- Opening Delimiter -

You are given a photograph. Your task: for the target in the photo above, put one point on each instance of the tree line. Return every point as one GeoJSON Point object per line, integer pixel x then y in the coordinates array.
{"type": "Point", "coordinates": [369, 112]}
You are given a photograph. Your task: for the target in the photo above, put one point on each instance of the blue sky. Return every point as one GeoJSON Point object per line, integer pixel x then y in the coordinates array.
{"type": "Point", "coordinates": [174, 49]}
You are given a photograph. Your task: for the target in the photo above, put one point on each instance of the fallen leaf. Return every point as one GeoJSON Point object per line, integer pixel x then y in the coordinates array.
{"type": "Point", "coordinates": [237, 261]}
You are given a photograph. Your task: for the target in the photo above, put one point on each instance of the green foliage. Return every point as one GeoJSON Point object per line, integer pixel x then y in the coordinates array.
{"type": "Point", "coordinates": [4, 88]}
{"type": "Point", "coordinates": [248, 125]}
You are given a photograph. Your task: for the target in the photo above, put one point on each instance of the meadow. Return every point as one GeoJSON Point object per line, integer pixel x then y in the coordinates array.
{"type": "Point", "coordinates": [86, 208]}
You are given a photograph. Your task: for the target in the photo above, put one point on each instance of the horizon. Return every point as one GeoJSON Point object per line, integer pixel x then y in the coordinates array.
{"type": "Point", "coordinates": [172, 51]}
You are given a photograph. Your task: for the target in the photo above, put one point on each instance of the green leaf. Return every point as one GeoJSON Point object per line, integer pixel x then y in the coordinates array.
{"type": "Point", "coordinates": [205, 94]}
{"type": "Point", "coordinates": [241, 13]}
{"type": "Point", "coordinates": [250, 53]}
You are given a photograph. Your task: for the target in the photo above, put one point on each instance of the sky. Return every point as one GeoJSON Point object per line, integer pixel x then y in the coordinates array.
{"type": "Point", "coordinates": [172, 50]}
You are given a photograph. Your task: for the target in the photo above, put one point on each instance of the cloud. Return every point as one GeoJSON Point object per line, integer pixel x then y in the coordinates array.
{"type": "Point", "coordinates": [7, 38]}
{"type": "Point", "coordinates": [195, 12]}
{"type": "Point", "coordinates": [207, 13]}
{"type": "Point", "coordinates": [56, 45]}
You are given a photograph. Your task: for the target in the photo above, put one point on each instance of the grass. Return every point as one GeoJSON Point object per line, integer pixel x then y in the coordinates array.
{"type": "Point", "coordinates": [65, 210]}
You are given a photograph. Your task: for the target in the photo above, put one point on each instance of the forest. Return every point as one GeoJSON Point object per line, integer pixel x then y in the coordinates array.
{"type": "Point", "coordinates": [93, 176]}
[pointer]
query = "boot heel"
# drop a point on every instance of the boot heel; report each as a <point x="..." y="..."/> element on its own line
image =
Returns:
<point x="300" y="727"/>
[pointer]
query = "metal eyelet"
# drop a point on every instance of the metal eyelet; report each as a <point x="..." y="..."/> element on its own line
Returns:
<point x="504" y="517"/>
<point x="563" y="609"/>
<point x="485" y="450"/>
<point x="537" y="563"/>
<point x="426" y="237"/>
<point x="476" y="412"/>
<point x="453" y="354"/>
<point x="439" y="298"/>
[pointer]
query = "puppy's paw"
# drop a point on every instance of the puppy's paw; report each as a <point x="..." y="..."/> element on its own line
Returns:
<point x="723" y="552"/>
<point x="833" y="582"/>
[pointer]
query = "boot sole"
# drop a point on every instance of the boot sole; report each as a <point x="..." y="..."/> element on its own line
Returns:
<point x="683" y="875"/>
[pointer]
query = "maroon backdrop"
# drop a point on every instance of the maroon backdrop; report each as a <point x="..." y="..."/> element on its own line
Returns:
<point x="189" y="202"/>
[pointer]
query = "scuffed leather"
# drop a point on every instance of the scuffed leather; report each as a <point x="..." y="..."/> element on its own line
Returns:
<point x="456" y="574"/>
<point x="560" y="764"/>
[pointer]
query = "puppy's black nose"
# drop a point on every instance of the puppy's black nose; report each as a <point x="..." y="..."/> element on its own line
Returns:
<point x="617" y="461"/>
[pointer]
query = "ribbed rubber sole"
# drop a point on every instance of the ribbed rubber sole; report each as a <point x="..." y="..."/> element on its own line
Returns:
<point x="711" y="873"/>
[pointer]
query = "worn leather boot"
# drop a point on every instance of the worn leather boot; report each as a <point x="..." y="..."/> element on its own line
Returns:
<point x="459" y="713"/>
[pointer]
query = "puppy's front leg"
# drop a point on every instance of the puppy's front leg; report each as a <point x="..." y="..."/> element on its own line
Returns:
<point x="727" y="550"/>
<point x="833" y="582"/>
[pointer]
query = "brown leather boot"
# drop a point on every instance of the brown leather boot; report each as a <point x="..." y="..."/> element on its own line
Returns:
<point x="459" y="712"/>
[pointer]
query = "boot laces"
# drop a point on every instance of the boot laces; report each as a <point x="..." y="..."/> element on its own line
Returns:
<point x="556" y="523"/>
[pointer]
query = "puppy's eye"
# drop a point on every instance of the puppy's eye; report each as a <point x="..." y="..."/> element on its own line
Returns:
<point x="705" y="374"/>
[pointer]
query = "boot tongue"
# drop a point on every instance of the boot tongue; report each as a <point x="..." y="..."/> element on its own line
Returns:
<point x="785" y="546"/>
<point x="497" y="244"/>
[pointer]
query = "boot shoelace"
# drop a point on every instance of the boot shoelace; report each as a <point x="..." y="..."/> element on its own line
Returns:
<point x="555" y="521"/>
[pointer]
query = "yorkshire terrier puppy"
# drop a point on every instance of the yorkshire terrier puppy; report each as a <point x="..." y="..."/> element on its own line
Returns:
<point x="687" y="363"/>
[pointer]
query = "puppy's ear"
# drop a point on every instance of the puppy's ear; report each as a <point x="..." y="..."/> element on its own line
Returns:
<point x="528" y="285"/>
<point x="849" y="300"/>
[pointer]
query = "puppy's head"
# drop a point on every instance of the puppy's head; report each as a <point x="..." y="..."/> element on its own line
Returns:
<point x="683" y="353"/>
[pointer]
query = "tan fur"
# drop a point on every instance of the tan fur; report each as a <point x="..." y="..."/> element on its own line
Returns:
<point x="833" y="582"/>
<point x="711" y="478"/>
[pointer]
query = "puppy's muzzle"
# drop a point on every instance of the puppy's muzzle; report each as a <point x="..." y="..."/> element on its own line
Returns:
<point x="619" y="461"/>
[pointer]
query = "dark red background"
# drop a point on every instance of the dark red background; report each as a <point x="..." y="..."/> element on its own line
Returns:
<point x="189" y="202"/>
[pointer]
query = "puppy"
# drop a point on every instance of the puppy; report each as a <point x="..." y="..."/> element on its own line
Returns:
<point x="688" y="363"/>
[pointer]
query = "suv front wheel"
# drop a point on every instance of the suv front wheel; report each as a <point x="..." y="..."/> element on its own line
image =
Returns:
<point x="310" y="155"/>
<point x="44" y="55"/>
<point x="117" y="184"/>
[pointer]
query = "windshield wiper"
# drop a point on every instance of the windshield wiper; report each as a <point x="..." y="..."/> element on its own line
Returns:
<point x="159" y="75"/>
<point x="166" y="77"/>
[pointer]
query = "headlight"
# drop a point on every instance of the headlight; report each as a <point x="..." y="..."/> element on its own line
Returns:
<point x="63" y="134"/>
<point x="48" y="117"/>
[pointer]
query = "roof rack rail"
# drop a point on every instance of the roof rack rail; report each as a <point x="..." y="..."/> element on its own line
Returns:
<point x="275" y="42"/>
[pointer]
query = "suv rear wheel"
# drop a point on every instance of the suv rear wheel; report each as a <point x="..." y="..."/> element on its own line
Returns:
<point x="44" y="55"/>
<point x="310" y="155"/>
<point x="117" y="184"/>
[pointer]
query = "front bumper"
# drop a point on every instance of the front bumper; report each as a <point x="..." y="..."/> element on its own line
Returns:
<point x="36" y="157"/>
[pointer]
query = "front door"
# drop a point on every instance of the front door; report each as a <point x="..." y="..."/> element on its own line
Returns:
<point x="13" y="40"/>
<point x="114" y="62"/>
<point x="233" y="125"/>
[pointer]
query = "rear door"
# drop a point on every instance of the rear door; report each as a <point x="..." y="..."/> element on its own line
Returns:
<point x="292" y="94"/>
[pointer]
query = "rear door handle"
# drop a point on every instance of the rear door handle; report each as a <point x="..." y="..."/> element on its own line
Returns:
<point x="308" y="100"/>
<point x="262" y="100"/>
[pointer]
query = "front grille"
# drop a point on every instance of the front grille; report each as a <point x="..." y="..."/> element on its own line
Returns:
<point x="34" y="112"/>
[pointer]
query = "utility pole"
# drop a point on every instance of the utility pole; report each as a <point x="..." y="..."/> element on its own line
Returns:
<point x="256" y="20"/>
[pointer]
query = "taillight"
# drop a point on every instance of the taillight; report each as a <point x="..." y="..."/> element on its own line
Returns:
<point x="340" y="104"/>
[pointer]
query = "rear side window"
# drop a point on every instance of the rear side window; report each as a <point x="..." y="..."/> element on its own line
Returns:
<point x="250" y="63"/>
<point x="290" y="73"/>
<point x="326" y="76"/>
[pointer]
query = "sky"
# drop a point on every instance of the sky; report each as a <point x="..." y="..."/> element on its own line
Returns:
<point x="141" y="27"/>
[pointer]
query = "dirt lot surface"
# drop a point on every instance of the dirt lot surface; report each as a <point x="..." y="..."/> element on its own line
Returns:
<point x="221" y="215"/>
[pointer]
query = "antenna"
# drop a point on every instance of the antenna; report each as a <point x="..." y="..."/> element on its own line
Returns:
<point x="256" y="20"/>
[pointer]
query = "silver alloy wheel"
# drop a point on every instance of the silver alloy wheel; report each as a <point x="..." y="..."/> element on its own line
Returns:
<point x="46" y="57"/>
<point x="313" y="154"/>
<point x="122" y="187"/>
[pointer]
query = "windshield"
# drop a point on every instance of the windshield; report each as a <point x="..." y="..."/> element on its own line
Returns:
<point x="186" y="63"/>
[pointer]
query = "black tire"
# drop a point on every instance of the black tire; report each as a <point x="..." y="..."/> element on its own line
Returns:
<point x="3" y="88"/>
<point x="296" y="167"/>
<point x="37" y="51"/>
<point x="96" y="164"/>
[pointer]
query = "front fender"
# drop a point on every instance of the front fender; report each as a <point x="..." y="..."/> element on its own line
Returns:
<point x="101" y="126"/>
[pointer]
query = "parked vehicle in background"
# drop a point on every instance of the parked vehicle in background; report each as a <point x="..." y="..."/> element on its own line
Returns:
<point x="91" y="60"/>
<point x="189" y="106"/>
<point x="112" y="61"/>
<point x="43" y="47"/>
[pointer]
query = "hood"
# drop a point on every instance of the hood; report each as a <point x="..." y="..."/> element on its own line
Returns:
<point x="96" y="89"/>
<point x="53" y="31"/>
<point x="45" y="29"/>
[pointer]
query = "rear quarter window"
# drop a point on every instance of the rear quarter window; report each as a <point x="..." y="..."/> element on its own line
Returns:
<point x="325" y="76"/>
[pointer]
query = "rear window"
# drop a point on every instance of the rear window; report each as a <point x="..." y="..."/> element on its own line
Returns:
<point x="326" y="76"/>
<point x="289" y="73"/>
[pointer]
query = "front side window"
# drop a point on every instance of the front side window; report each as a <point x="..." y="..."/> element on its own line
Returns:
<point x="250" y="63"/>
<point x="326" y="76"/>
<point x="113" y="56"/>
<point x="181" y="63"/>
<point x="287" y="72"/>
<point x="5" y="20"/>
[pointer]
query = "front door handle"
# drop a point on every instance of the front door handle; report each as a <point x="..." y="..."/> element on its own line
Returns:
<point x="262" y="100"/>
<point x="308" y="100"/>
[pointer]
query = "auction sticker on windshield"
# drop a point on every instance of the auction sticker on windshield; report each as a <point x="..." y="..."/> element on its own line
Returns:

- Closing Delimiter -

## What you need to do
Copy out each line of the material that holds the word "bumper".

## Answer area
query = "front bumper"
# drop a point on every instance of the front bumper; report each as a <point x="..." y="..."/> element on its own line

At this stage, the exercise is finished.